* [WHAT IS BEING ASKED] Transcribe the data exactly.

::: DATA SUPPLIED :::

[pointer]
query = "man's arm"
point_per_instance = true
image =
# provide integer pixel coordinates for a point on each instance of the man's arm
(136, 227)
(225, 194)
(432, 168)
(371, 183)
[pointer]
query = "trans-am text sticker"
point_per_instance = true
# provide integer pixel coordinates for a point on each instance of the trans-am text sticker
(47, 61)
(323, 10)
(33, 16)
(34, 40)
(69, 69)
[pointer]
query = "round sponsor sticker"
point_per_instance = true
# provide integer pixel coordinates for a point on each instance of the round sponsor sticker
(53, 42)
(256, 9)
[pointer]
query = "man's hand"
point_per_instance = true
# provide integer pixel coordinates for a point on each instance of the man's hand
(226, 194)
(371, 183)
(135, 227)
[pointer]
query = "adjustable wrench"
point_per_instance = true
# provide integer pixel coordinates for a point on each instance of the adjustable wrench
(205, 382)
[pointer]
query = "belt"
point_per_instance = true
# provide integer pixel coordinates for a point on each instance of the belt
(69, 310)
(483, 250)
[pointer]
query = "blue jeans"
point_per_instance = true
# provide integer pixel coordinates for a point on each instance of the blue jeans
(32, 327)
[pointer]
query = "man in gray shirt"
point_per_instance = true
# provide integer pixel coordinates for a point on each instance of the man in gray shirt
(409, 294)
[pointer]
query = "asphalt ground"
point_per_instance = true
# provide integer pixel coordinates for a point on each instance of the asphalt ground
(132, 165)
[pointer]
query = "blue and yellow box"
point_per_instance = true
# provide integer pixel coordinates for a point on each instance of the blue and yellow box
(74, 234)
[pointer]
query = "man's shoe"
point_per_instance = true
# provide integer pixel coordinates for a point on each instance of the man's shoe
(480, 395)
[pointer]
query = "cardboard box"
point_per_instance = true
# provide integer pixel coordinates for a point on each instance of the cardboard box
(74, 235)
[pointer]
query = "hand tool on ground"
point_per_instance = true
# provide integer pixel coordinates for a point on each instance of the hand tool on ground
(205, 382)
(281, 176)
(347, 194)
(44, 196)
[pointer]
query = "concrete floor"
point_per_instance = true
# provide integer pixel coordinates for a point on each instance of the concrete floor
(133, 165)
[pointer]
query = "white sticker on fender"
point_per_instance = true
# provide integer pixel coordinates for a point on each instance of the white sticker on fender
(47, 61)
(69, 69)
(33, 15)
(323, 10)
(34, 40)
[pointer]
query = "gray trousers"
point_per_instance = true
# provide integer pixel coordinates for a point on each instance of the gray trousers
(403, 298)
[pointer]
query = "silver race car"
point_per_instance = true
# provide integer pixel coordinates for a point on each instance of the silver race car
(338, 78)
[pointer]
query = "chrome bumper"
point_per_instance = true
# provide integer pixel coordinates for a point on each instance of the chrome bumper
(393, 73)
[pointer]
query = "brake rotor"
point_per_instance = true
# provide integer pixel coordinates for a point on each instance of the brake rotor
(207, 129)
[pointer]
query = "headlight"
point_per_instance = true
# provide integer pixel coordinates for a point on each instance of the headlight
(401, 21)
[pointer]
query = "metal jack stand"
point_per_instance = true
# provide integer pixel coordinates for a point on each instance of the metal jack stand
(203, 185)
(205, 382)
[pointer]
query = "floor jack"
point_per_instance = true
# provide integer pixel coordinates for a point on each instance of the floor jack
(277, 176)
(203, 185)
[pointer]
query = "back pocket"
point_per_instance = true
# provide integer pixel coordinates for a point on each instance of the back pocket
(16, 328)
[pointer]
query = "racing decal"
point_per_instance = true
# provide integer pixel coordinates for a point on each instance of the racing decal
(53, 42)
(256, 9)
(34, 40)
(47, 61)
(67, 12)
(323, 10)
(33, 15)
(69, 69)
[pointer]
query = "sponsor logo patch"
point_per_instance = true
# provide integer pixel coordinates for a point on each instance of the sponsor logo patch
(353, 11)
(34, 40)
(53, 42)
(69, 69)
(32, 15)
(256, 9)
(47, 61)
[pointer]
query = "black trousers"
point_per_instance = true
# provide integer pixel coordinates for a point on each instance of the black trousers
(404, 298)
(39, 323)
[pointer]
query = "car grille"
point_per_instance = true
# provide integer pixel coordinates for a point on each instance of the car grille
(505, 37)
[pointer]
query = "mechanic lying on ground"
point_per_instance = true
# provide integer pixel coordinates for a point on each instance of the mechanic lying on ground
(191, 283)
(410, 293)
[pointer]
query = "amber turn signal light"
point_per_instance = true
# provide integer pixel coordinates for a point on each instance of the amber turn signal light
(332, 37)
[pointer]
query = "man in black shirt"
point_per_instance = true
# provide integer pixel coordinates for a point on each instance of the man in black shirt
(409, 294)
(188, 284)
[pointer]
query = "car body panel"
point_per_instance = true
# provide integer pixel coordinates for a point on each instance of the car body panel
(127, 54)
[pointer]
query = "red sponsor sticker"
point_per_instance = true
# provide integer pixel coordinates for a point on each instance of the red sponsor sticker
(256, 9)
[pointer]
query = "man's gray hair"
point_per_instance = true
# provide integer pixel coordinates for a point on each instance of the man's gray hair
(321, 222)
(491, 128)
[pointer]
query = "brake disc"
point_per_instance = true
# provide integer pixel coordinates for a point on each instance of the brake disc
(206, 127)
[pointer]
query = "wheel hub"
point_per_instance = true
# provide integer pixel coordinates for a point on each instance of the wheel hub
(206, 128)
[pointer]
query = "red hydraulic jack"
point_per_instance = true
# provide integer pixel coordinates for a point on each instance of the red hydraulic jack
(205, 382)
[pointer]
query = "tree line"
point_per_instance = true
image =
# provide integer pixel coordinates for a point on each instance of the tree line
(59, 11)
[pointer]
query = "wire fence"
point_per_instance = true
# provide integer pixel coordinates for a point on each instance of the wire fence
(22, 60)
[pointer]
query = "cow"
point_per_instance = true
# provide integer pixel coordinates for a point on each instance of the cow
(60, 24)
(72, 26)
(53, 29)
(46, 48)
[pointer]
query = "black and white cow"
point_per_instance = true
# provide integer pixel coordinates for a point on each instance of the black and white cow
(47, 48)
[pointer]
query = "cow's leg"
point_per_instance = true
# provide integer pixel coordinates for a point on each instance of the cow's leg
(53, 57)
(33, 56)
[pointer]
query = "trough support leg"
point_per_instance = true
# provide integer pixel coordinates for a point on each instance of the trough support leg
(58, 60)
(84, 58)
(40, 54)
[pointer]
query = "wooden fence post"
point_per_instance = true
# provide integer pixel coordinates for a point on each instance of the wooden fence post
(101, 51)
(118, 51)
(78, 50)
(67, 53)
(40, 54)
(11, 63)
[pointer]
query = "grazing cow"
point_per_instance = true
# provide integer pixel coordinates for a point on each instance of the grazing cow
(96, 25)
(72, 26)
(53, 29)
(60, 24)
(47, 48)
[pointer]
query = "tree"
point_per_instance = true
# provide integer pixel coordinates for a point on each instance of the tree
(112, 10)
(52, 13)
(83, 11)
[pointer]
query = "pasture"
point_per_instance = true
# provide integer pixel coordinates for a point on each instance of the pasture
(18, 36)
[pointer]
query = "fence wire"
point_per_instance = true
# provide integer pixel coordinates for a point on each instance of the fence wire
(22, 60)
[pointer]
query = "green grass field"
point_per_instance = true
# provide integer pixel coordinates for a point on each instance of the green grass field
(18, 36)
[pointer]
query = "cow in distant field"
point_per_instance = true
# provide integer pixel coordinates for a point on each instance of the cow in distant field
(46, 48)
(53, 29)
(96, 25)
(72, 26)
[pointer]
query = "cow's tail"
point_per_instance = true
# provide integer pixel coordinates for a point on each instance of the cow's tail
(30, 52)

:::

* [WRITTEN REPLY]
[pointer]
query = "man's arm"
point_per_instance = true
image =
# provide integer pixel coordinates for a point on each instance of the man's arm
(136, 227)
(225, 194)
(432, 168)
(371, 183)
[pointer]
query = "trans-am text sticker"
point_per_instance = true
# provide integer pixel coordinates for a point on each instance of the trans-am text sticker
(47, 61)
(323, 10)
(33, 16)
(34, 40)
(69, 69)
[pointer]
query = "round sponsor sticker"
point_per_instance = true
# provide integer pixel coordinates for a point on each instance of the round sponsor sticker
(53, 42)
(256, 9)
[pointer]
query = "man's hand"
point_per_instance = true
# provide integer pixel coordinates for a point on each instance of the man's hand
(226, 194)
(371, 183)
(135, 227)
[pointer]
query = "adjustable wrench"
point_per_instance = true
# provide integer pixel coordinates for a point on each instance of the adjustable wrench
(205, 382)
[pointer]
query = "belt"
point_per_instance = true
# provide integer pixel coordinates for a point on each instance of the belt
(69, 310)
(483, 250)
[pointer]
query = "blue jeans"
point_per_instance = true
# provide integer pixel coordinates for a point on each instance of the blue jeans
(32, 327)
[pointer]
query = "man in gray shirt"
point_per_instance = true
# provide integer pixel coordinates for a point on each instance of the man in gray shirt
(409, 294)
[pointer]
query = "asphalt ground"
point_per_instance = true
# provide integer pixel coordinates for a point on each instance of the asphalt ground
(132, 165)
[pointer]
query = "blue and yellow box"
point_per_instance = true
# provide integer pixel coordinates for a point on each instance of the blue and yellow box
(74, 234)
[pointer]
query = "man's shoe"
point_per_instance = true
# provide integer pixel coordinates for a point on each instance of the man's shoe
(480, 395)
[pointer]
query = "cardboard box"
point_per_instance = true
# provide integer pixel coordinates for a point on each instance of the cardboard box
(74, 235)
[pointer]
query = "hand tool on ground"
point_per_instance = true
# provide integer pixel coordinates for a point on each instance of the hand tool on ground
(205, 382)
(281, 176)
(347, 194)
(44, 196)
[pointer]
query = "concrete floor"
point_per_instance = true
# provide integer pixel coordinates for a point on each instance of the concrete floor
(133, 165)
[pointer]
query = "white sticker on fender"
point_per_instance = true
# provide integer pixel coordinates for a point on each instance of the white sticker on fender
(47, 61)
(69, 69)
(33, 15)
(323, 10)
(34, 40)
[pointer]
query = "gray trousers"
point_per_instance = true
# provide integer pixel coordinates for a point on each instance of the gray trousers
(403, 298)
[pointer]
query = "silver race car"
point_per_instance = true
# provide integer pixel coordinates for a point on each instance of the silver race car
(338, 78)
[pointer]
query = "chrome bumper"
point_per_instance = true
# provide integer pixel coordinates for a point on each instance of the chrome bumper
(393, 73)
[pointer]
query = "brake rotor"
point_per_instance = true
# provide integer pixel coordinates for a point on each instance of the brake rotor
(207, 129)
[pointer]
query = "headlight"
point_per_instance = true
# provide integer pixel coordinates for a point on each instance of the headlight
(401, 21)
[pointer]
query = "metal jack stand"
point_per_instance = true
# provide integer pixel coordinates for a point on each instance of the metal jack stand
(203, 185)
(205, 382)
[pointer]
query = "floor jack"
point_per_instance = true
# provide integer pixel coordinates for a point on each instance of the floor jack
(277, 176)
(203, 185)
[pointer]
query = "back pocket"
point_per_instance = true
# provide integer pixel coordinates for a point on each instance of the back pocket
(16, 328)
[pointer]
query = "racing decal"
point_per_instance = true
# provide integer pixel coordinates for a point on each instance of the racing decal
(53, 42)
(256, 9)
(34, 40)
(47, 61)
(67, 12)
(323, 10)
(33, 15)
(69, 69)
[pointer]
query = "sponsor logo patch"
point_per_instance = true
# provide integer pixel coordinates for a point on each instance of the sponsor logo patch
(353, 11)
(34, 40)
(53, 42)
(69, 69)
(32, 15)
(256, 9)
(47, 61)
[pointer]
query = "black trousers"
point_per_instance = true
# provide integer pixel coordinates for a point on each instance of the black trousers
(404, 298)
(39, 323)
[pointer]
query = "car grille"
point_per_instance = true
# provide integer pixel coordinates for a point on each instance of the car grille
(505, 37)
[pointer]
query = "mechanic lying on ground"
point_per_instance = true
# provide integer pixel coordinates for a point on each instance of the mechanic lying on ground
(191, 283)
(410, 293)
[pointer]
query = "amber turn signal light"
point_per_instance = true
# provide integer pixel coordinates for a point on each instance of the amber turn signal light
(332, 37)
[pointer]
query = "man in black shirt"
point_per_instance = true
# provide integer pixel coordinates for a point on each instance of the man in black shirt
(409, 294)
(188, 284)
[pointer]
query = "car body panel"
point_per_instance = true
# provide integer pixel coordinates for a point on each instance of the car body panel
(127, 54)
[pointer]
query = "red sponsor sticker"
point_per_instance = true
# provide integer pixel coordinates for a point on each instance of the red sponsor sticker
(256, 9)
[pointer]
query = "man's gray hair"
point_per_instance = true
# provide integer pixel coordinates for a point on each instance of the man's gray hair
(321, 222)
(491, 128)
[pointer]
query = "brake disc"
point_per_instance = true
# provide integer pixel coordinates for a point on each instance of the brake disc
(206, 127)
[pointer]
query = "wheel hub"
point_per_instance = true
# provide integer pixel coordinates for a point on each instance of the wheel hub
(206, 128)
[pointer]
query = "red hydraulic jack"
point_per_instance = true
# provide integer pixel coordinates for a point on each instance of the red hydraulic jack
(205, 382)
[pointer]
query = "tree line"
point_per_instance = true
image =
# provide integer pixel coordinates for a point on each instance of the tree line
(59, 11)
[pointer]
query = "wire fence"
point_per_instance = true
# provide integer pixel coordinates for a point on each instance of the wire fence
(22, 60)
[pointer]
query = "cow"
point_per_instance = true
# provide integer pixel coordinates for a point on each instance of the cow
(60, 24)
(72, 26)
(53, 29)
(46, 48)
[pointer]
query = "black and white cow"
point_per_instance = true
# provide integer pixel coordinates for a point on each instance of the black and white cow
(47, 48)
[pointer]
query = "cow's leg"
point_per_instance = true
# provide integer pixel coordinates for a point on each instance of the cow's leg
(53, 57)
(33, 56)
[pointer]
query = "trough support leg"
point_per_instance = true
# provide integer pixel coordinates for a point on each instance of the trough support leg
(58, 60)
(84, 58)
(40, 54)
[pointer]
query = "wooden fence post"
point_per_instance = true
# provide integer pixel coordinates for a point on each instance of the wooden fence post
(101, 51)
(118, 51)
(78, 50)
(67, 53)
(40, 54)
(11, 63)
[pointer]
query = "grazing cow"
point_per_instance = true
# provide integer pixel coordinates for a point on each instance of the grazing cow
(96, 25)
(72, 26)
(53, 29)
(60, 24)
(47, 48)
[pointer]
query = "tree"
point_per_instance = true
# provide integer pixel coordinates for a point on each instance of the tree
(112, 10)
(52, 13)
(83, 11)
[pointer]
query = "pasture"
point_per_instance = true
# provide integer pixel coordinates for a point on each instance of the pasture
(18, 36)
[pointer]
query = "fence wire"
point_per_instance = true
# provide integer pixel coordinates for a point on each instance of the fence wire
(22, 60)
[pointer]
query = "green grass field"
point_per_instance = true
# provide integer pixel coordinates for a point on each instance of the green grass field
(18, 36)
[pointer]
query = "cow in distant field"
point_per_instance = true
# provide integer pixel coordinates for a point on each instance of the cow in distant field
(46, 48)
(53, 29)
(96, 25)
(72, 26)
[pointer]
query = "cow's tail"
point_per_instance = true
# provide integer pixel coordinates for a point on each instance of the cow's tail
(30, 52)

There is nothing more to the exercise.